What you are asked to do -
Scan the records below for the line with "positive clicks: (76, 366) (57, 384)" and the line with "box: [170, 753, 770, 954]". Repeat those two lines and every line between them exactly, and nothing else.

*** Opening of Records for this exercise ***

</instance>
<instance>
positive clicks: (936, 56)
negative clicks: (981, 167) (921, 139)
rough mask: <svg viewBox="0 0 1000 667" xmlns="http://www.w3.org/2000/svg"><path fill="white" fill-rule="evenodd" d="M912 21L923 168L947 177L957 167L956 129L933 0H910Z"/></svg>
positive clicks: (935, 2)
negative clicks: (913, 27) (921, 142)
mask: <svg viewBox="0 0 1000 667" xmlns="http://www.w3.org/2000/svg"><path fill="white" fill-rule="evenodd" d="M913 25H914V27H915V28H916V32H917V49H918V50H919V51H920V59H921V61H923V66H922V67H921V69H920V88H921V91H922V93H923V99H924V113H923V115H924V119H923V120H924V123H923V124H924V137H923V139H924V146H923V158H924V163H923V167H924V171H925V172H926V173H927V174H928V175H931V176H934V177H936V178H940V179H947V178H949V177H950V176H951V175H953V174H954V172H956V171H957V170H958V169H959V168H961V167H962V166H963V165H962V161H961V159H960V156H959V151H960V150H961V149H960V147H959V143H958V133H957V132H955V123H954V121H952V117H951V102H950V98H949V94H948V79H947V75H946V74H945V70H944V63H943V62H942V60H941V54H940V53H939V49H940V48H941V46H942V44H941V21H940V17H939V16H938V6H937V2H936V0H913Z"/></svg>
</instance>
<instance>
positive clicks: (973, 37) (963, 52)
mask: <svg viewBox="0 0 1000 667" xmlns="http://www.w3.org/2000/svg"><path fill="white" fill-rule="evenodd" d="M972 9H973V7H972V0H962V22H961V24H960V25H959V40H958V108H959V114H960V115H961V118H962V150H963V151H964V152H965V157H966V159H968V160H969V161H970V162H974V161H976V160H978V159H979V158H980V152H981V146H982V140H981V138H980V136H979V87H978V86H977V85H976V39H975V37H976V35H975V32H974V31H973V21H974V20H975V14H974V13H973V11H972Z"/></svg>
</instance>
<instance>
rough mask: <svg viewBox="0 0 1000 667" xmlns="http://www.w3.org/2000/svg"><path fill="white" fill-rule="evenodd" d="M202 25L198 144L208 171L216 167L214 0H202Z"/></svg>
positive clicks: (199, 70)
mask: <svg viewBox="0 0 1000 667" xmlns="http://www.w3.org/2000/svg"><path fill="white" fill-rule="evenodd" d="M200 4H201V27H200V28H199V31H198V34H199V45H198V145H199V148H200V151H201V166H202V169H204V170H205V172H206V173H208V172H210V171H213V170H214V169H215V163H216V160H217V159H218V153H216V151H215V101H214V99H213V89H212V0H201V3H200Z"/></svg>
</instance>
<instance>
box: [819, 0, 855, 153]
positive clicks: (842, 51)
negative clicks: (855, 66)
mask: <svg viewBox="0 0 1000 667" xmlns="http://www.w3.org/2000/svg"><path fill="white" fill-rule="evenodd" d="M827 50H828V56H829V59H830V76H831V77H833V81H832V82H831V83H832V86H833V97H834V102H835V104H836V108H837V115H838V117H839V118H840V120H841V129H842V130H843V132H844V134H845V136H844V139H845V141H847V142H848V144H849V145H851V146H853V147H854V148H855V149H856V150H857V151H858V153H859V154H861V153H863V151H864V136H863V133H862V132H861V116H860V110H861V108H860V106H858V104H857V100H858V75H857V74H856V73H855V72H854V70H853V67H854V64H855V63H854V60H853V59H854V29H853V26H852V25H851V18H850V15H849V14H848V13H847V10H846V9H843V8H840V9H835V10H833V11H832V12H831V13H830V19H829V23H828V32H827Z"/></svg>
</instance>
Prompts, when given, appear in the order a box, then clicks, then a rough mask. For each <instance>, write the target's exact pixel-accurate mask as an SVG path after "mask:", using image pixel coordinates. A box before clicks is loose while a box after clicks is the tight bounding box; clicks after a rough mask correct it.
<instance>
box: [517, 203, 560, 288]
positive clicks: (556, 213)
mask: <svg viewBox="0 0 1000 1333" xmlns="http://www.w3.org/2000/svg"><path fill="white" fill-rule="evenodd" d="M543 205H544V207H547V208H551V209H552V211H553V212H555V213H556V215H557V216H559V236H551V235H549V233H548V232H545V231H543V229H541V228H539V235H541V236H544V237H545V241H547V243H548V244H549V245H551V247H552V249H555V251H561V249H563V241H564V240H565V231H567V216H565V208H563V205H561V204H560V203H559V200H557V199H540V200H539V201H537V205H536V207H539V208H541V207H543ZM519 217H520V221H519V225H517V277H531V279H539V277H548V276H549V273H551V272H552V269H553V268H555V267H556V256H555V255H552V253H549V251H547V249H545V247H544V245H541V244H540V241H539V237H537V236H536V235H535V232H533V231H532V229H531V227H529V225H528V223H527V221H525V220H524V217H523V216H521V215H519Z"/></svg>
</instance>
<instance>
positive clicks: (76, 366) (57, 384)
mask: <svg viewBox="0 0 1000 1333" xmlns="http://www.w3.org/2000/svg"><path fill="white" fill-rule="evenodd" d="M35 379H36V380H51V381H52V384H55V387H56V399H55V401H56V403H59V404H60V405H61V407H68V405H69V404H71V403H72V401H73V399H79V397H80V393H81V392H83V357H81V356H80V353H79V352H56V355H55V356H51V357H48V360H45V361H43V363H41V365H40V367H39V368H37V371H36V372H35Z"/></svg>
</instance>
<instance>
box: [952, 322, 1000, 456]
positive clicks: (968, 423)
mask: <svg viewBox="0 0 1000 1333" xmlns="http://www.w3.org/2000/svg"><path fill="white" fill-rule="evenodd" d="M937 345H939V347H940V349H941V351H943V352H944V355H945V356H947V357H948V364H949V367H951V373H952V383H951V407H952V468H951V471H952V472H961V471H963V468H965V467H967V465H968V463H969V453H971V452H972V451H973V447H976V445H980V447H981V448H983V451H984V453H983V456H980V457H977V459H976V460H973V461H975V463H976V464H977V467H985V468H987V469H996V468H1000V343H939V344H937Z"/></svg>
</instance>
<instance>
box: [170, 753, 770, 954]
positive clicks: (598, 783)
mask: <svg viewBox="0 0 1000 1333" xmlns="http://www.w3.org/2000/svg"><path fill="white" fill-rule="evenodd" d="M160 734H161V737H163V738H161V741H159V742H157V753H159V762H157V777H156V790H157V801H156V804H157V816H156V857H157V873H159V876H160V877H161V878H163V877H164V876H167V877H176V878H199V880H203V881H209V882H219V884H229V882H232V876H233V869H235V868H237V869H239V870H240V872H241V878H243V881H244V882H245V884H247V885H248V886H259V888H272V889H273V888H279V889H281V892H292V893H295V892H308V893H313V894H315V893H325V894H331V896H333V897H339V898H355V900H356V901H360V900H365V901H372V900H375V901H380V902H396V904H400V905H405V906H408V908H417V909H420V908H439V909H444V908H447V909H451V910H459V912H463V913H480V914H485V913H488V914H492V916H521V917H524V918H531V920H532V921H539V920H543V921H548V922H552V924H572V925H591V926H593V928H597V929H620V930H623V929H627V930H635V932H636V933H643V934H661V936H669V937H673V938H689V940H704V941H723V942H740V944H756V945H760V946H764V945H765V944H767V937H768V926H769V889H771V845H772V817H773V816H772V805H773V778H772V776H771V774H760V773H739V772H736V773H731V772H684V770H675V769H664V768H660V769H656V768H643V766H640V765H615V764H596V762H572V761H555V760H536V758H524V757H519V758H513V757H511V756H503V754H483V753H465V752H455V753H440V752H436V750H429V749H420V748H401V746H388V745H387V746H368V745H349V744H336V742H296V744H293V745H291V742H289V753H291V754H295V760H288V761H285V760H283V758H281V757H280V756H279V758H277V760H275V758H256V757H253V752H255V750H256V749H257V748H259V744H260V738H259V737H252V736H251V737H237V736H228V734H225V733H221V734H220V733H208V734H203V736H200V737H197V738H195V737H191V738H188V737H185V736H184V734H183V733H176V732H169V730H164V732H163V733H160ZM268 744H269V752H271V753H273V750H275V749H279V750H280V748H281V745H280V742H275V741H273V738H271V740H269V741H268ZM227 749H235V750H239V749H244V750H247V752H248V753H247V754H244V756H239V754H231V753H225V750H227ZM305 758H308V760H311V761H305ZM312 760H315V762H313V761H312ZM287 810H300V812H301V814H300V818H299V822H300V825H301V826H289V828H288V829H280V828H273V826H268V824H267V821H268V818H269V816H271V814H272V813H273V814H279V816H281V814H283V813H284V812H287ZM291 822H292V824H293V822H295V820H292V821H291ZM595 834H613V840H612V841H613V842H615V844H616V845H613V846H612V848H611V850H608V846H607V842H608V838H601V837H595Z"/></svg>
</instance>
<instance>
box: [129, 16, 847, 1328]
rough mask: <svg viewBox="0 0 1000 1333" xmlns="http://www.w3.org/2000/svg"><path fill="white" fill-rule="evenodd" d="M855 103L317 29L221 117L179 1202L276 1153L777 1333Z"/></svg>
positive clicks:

*** Close of Records for this exercise ***

Reply to the task -
positive clicks: (76, 366) (57, 384)
mask: <svg viewBox="0 0 1000 1333" xmlns="http://www.w3.org/2000/svg"><path fill="white" fill-rule="evenodd" d="M35 379H36V380H51V381H52V384H55V387H56V399H55V401H56V403H59V404H60V405H61V407H68V405H69V404H71V403H72V401H73V399H79V397H80V393H81V392H83V357H81V356H80V353H79V352H56V355H55V356H51V357H48V360H45V361H43V363H41V365H40V367H39V368H37V371H36V372H35Z"/></svg>
</instance>
<instance>
box: [952, 322, 1000, 456]
positive clicks: (968, 423)
mask: <svg viewBox="0 0 1000 1333" xmlns="http://www.w3.org/2000/svg"><path fill="white" fill-rule="evenodd" d="M937 345H939V347H940V349H941V351H943V352H944V355H945V356H947V357H948V364H949V367H951V373H952V383H951V407H952V468H951V471H952V472H961V471H963V468H965V467H967V465H968V463H969V453H971V452H972V451H973V447H976V445H980V447H981V448H983V451H984V453H983V456H980V457H977V459H976V460H973V461H975V463H976V464H977V467H985V468H987V469H996V468H1000V343H939V344H937Z"/></svg>
</instance>
<instance>
box: [170, 753, 770, 954]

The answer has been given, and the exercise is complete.